### Extrait du document
########
Sélection en ouverture de la Mostra de Venise 1987

Sorties les mercredis 13 janvier 1988 et 16 décembre 2009


 


On savait John Huston très malade. Il avait tourné L’Honneur des Prizzi (1985) pratiquement sous perfusion. Et pourtant, il y faisait preuve d’une jeunesse et d’une vigueur de ton qui étaient comme un pied de nez à la vieillesse et à la mort. On avait entendu parler de ses projets. The Dead était programmé à Venise. Aussi, à notre arrivée à la Mostra, la nouvelle de sa mort est-elle tombée comme un coup de massue. Un géant disparaissait. Quelques jours plus tard, en prenant place dans la grande salle pour voir son dernier film, ces deux mots "Les Morts" nous paraissent presque dérisoires par rapport au vide que nous ressentions. Il y avait une sorte d’impudeur à s’installer devant un film qui, inévitablement, sonnait comme un testament. Mais c’était aussi le miracle du cinéma. Dans cette coïncidence, il nous était donné d’entendre encore une fois la voix de John Huston à travers ses personnages, d’éprouver sa présence avec encore plus d’intensité parce qu’à travers les images allait s’installer un dialogue secret au-delà de la mort.


 

Ainsi donc, il avait choisi la nouvelle qui conclut le recueil Dubliners (Gens de Dublin) de James Joyce, un texte tout en nuances et profondément imprégné par ce qu’on pourrait appeler "l’âme irlandaise". L’histoire est en apparence très anodine. Deux vieilles dames ont pris pour habitude d’inviter chaque année leur famille et les amis pour un repas de début d’année. Nous sommes le 6 janvier 1904. Les invités arrivent progressivement dans la maison cossue de Dublin. Dehors, la neige enveloppe la ville d’un manteau blanc. À l’intérieur, le rituel se met lentement en place, fait de conversations superficielles, de musique, de préparatifs pour le repas. La force de l’habitude a tissé des connivences, de petites inimitiés, mais tout ce petit monde apparaît comme un microcosme irlandais.
########
### Liste fournie

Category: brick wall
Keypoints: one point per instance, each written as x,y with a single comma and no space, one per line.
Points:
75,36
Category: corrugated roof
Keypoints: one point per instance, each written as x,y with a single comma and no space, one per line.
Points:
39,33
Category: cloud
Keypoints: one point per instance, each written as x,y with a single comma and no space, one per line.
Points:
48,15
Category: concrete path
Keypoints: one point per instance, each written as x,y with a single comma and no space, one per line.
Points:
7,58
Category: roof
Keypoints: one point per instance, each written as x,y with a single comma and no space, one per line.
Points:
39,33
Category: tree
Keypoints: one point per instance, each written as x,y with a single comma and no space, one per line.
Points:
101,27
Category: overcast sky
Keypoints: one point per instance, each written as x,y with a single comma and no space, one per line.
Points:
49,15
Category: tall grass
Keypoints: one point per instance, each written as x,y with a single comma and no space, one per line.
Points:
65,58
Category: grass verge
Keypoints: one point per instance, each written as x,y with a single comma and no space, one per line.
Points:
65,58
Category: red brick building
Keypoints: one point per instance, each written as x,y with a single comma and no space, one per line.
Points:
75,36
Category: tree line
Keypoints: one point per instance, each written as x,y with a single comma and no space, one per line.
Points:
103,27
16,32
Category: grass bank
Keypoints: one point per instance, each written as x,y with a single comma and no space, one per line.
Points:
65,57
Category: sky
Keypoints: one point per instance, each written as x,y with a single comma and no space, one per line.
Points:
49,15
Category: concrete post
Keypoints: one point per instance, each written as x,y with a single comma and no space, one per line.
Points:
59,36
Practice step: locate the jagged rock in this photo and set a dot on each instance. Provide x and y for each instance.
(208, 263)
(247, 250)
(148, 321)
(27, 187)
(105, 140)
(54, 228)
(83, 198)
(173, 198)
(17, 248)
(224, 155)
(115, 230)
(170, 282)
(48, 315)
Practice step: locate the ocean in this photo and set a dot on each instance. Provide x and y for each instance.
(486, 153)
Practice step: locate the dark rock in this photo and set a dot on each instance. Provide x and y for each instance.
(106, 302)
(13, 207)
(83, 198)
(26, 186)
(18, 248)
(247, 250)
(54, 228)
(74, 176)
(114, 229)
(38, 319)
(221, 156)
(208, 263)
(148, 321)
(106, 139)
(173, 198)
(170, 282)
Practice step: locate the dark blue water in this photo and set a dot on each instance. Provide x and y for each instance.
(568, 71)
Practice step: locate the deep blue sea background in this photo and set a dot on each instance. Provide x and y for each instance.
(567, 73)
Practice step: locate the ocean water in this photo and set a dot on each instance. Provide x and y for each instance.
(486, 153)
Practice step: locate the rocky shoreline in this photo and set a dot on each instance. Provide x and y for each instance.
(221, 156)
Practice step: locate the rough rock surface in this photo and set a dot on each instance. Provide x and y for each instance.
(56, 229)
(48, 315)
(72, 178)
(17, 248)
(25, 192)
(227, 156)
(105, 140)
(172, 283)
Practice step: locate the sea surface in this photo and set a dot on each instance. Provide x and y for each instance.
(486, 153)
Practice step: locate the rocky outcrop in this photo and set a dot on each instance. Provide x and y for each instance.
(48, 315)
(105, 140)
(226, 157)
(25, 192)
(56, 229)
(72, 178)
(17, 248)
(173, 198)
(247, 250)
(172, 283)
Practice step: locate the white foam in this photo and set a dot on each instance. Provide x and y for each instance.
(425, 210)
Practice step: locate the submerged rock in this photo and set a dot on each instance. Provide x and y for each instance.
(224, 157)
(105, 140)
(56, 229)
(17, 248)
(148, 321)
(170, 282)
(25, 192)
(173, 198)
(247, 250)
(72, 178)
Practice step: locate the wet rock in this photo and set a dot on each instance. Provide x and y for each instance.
########
### Énoncé 1
Indiquez si chacune des affirmations suivantes concorde avec l'extrait du document : (a) John Huston a tourné L'Honneur des Prizzi pratiquement sous perfusion ; (b) le repas de début d'année a lieu le 6 janvier 1910 ; (c) la nouvelle choisie ouvre le recueil Dubliners. Répondez par oui ou non et citez à l'identique les mots de l'extrait qui tranchent.
### Énoncé 2
Renvoyez chaque ligne de la liste qui contient la chaîne "rocky".

### Réponse rédigée 1
(a) Oui : « Il avait tourné L’Honneur des Prizzi (1985) pratiquement sous perfusion. »
(b) Non : « Nous sommes le 6 janvier 1904. »
(c) Non : « il avait choisi la nouvelle qui conclut le recueil Dubliners (Gens de Dublin) de James Joyce »

### Réponse rédigée 2
Practice step: locate the rocky shoreline in this photo and set a dot on each instance. Provide x and y for each instance.
Practice step: locate the rocky outcrop in this photo and set a dot on each instance. Provide x and y for each instance.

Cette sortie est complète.